**Objective**:
Please copy only the lines of the records below, starting at the line that contains "[locate] apron logo" and ending at the line that contains "Target: apron logo". Include both of those lines.
— Begin Input for this task —
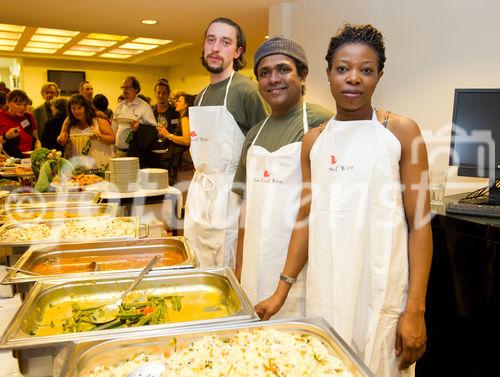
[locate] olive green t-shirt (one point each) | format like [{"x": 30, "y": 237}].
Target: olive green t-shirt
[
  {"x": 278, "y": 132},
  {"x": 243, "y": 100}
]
— End Input for this task —
— Begin Input for this task —
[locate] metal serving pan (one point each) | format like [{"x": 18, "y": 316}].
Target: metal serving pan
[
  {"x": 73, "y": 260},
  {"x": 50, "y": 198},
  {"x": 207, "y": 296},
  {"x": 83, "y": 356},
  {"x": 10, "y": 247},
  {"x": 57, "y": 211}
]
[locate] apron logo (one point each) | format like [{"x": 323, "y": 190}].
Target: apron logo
— End Input for this task —
— Begin Input for this task —
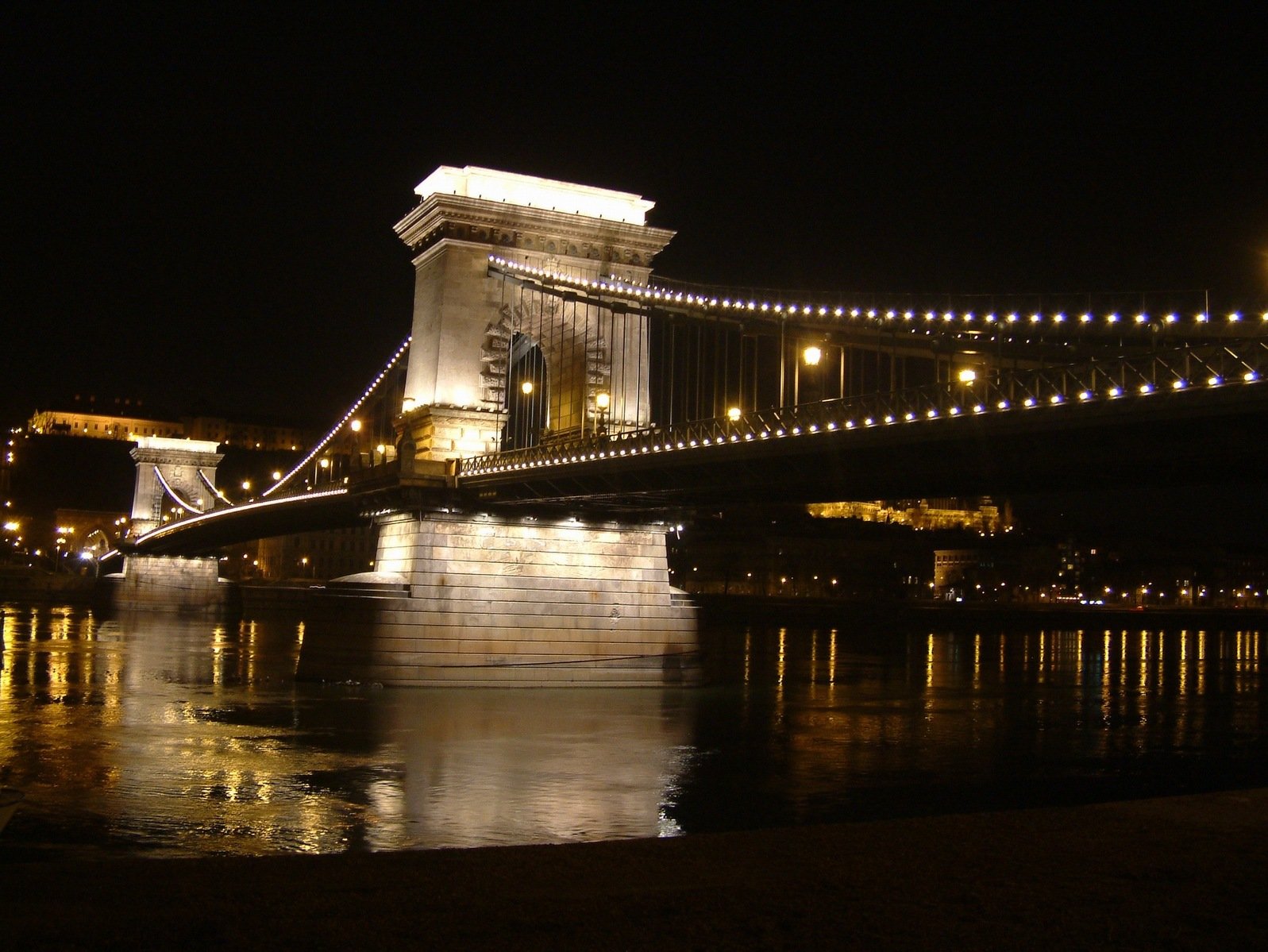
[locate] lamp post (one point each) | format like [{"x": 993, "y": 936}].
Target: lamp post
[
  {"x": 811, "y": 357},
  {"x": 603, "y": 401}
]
— End Input for this task —
**Task answer**:
[locate] apron logo (one point each) | format like [{"x": 323, "y": 190}].
Target: apron logo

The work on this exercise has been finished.